RECORD SET Start Marker

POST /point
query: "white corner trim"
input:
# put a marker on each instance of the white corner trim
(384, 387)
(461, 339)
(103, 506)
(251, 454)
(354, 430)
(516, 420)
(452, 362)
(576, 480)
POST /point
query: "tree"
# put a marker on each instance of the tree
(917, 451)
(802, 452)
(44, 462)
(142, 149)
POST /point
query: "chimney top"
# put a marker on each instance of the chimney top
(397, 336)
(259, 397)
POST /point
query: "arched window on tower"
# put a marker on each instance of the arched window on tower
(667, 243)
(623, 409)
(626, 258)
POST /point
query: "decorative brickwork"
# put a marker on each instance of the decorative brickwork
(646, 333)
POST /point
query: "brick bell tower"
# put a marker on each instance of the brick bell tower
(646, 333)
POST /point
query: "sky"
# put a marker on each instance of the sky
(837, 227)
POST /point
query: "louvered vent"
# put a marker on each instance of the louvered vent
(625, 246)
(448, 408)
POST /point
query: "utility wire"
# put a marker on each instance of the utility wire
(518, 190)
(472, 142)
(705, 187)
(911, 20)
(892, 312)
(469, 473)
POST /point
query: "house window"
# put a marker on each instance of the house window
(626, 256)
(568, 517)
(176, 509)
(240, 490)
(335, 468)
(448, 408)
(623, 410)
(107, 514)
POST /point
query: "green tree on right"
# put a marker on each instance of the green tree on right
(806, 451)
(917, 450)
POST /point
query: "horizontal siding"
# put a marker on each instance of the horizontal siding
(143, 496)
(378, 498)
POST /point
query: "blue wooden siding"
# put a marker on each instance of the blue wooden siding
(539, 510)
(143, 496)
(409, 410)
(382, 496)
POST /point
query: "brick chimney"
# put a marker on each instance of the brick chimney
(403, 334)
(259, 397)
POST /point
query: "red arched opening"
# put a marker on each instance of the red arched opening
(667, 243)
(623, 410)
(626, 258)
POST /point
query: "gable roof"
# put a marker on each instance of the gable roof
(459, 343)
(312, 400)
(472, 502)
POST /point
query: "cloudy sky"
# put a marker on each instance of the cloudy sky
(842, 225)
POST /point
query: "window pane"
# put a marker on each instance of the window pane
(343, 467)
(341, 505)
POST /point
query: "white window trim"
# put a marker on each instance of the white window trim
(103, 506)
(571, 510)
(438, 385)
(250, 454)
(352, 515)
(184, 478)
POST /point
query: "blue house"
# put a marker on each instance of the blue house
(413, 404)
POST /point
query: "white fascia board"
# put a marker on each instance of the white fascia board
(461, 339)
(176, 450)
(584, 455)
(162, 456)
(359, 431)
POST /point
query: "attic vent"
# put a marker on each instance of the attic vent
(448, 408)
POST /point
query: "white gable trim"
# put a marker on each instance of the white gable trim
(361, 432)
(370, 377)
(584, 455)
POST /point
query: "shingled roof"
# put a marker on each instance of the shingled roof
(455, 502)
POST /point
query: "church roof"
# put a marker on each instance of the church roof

RECORD SET End Marker

» ACTIVITY
All entries must come back exactly as they were written.

» ANSWER TO THIS EXERCISE
POST /point
query: "white corner trim"
input:
# put a marker on each instance of the white corner trim
(384, 387)
(461, 339)
(103, 506)
(251, 454)
(354, 430)
(516, 420)
(452, 362)
(576, 480)
POST /point
query: "tree"
# put a marker on each instance of the tree
(917, 451)
(802, 452)
(44, 462)
(142, 149)
POST /point
query: "chimney top"
# put a marker on each instance of the chimney top
(397, 336)
(259, 397)
POST /point
query: "arched window on tower"
# put a marker on each instance of the arched window on tower
(667, 243)
(623, 409)
(626, 258)
POST /point
query: "decorative brickwork"
# put a marker on each instance of the decorative brickwork
(646, 333)
POST /point
query: "brick bell tower"
# put a marker on each instance of the brick bell tower
(646, 333)
POST /point
query: "sky"
# put a marker on each instance of the sky
(837, 227)
POST /point
query: "louvered vent"
# put a marker on each instance of the louvered vent
(625, 246)
(448, 408)
POST /point
query: "utility wire"
# put a marker on each instance of the utility wire
(518, 190)
(472, 142)
(705, 187)
(911, 20)
(892, 312)
(469, 473)
POST /point
query: "house window"
# put a marker on each instance of the house window
(626, 256)
(568, 517)
(176, 509)
(240, 490)
(335, 468)
(448, 408)
(623, 410)
(107, 514)
POST /point
query: "green tree on right"
# put a marker on each instance of the green tree on right
(806, 451)
(917, 450)
POST /point
query: "horizontal siding"
# put a marker on each instance of the horizontal siding
(143, 496)
(378, 498)
POST /point
query: "blue wooden siding"
# put a marker on each instance of the blue wooden siding
(539, 510)
(143, 496)
(409, 410)
(382, 496)
POST /point
query: "brick chimney"
# put a marker on each instance of the brick chimney
(403, 334)
(259, 397)
POST /point
query: "red arched opening"
# put a marker on each instance of the red arched opening
(667, 243)
(623, 410)
(626, 258)
POST /point
query: "gable roof"
# put a marker on each instance of the gable roof
(459, 343)
(312, 400)
(472, 502)
POST /point
query: "cloudy sky"
# put a marker on each instance of the cloudy sky
(842, 225)
POST /point
query: "window pane"
# put a marker on each instance of the window pane
(343, 467)
(341, 505)
POST /point
query: "white window trim"
# put a marker on each instance of the white window trim
(103, 506)
(571, 510)
(438, 385)
(250, 454)
(352, 515)
(184, 478)
POST /point
query: "blue house"
# put a marker on each instance of the blue house
(413, 404)
POST /point
query: "white fascia board"
# put a marker on each instance of the white fascia board
(461, 339)
(176, 450)
(584, 455)
(162, 456)
(359, 431)
POST /point
query: "attic vent"
# put a marker on each instance of the attic vent
(448, 408)
POST /point
query: "white gable trim"
# put a marker on each instance of the white gable trim
(361, 432)
(370, 377)
(584, 455)
POST /point
query: "shingled roof"
# put a marker on each instance of the shingled roof
(455, 502)
POST /point
query: "church roof"
# put a marker on each instance of the church roof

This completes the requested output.